Train stops at $n$ stations

Question

This is a problem from a mathematical contest I was unable to answer. I am placing this problem with both the recreational math and calculus tags because I think derivatives are needed. The problem is:

A train stops in all $n$ stations along its route (including the initial and last ones). At each station, a number of passengers equal to the number of stations ahead get on the train, each one going to different stations. If the maximum number of passengers on the train is $420$ , find the number $n$ .

Any idea? I found $n=40$ , approximately, but it was wrong.

Answer 1

At each station, the number of passengers that get off is equal to the number of stations behind that station, and the number of passengers that get on is equal to the number of stations in front of the train. Therefore, clearly, it must be in the middle of the ride that the number of passengers aboard the train is at its largest.

Dataset excerpts:
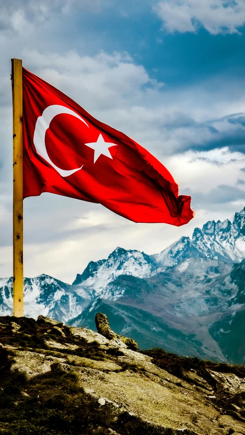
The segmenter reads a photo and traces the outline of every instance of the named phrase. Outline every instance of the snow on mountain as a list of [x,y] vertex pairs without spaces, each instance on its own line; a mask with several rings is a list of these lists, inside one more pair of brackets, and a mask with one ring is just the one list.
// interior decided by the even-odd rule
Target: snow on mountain
[[108,284],[120,275],[130,275],[139,278],[150,276],[156,268],[154,259],[144,252],[117,248],[108,259],[94,263],[90,262],[81,275],[78,274],[73,285],[78,294],[103,296],[114,300],[123,293],[119,289],[113,294],[107,289]]
[[[25,278],[24,314],[94,328],[100,311],[141,347],[243,363],[244,259],[245,208],[159,254],[117,248],[71,286],[46,275]],[[12,305],[12,279],[0,279],[0,315]]]
[[[90,301],[77,294],[72,286],[47,275],[25,278],[24,314],[34,319],[39,315],[67,321],[76,317]],[[13,279],[0,278],[0,315],[13,312]]]
[[153,258],[162,266],[178,264],[186,258],[198,258],[239,263],[245,258],[245,208],[235,214],[233,222],[209,221],[195,228],[192,239],[182,237]]

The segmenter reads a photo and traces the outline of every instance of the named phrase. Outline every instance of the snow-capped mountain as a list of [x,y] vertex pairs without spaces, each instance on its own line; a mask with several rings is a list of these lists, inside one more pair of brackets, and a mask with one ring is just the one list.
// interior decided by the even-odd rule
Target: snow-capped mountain
[[101,296],[105,299],[118,299],[123,291],[118,289],[112,293],[108,284],[120,275],[130,275],[138,278],[151,276],[157,268],[153,258],[144,252],[117,248],[106,260],[94,263],[91,261],[81,275],[79,274],[73,283],[77,285],[78,294]]
[[182,237],[160,254],[153,255],[162,266],[178,264],[187,258],[198,258],[239,263],[245,258],[245,208],[228,219],[207,222],[195,228],[192,239]]
[[[24,314],[36,318],[39,315],[66,322],[81,313],[90,302],[74,288],[47,275],[24,280]],[[0,278],[0,315],[13,312],[13,279]]]
[[[70,286],[25,278],[25,315],[95,328],[97,311],[140,347],[245,363],[245,208],[208,222],[159,254],[117,248]],[[0,279],[0,314],[11,314],[11,278]]]

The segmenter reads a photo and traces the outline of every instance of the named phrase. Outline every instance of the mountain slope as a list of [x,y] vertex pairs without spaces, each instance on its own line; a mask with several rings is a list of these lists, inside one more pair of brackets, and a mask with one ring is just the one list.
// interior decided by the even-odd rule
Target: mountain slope
[[201,257],[239,263],[245,258],[245,208],[232,223],[209,221],[195,228],[192,239],[182,237],[153,259],[162,266],[173,266],[186,258]]
[[[72,286],[47,275],[24,278],[24,314],[28,317],[42,314],[66,322],[80,313],[89,301],[88,297],[78,295]],[[13,279],[0,278],[0,315],[11,315],[12,310]]]
[[[160,254],[117,248],[90,262],[71,286],[45,275],[25,278],[25,315],[94,329],[101,311],[141,348],[243,363],[244,259],[245,209]],[[12,287],[11,278],[0,279],[1,314],[12,313]]]

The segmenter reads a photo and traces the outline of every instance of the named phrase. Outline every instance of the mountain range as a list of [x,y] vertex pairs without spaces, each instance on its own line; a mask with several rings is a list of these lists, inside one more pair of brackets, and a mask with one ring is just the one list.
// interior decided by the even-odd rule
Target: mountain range
[[[141,349],[244,364],[245,208],[232,222],[209,221],[158,254],[118,247],[72,285],[25,278],[24,300],[28,317],[94,330],[101,312]],[[12,310],[12,278],[1,278],[0,315]]]

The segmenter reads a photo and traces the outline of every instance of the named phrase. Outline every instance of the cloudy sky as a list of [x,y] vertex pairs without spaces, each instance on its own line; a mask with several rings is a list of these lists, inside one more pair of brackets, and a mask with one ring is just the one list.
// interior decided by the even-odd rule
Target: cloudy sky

Stated exercise 1:
Check the three statements below against the train-stations thread and mark each yes or no, quoting the words of the thread that settle it. (a) The asker's result of roughly 40 stations was correct. (b) At each station, as many passengers get off as there are stations behind that station. (c) The greatest number of passengers on board at once is 420.
Stated exercise 2:
From the train-stations thread, return the stretch from "A train stops" through "number $n$ .".

Complete response 1:
(a) No: "I found $n=40$ , approximately, but it was wrong."
(b) Yes: "At each station, the number of passengers that get off is equal to the number of stations behind that station"
(c) Yes: "If the maximum number of passengers on the train is $420$ , find the number $n$ ."

Complete response 2:
A train stops in all $n$ stations along its route (including the initial and last ones). At each station, a number of passengers equal to the number of stations ahead get on the train, each one going to different stations. If the maximum number of passengers on the train is $420$ , find the number $n$ .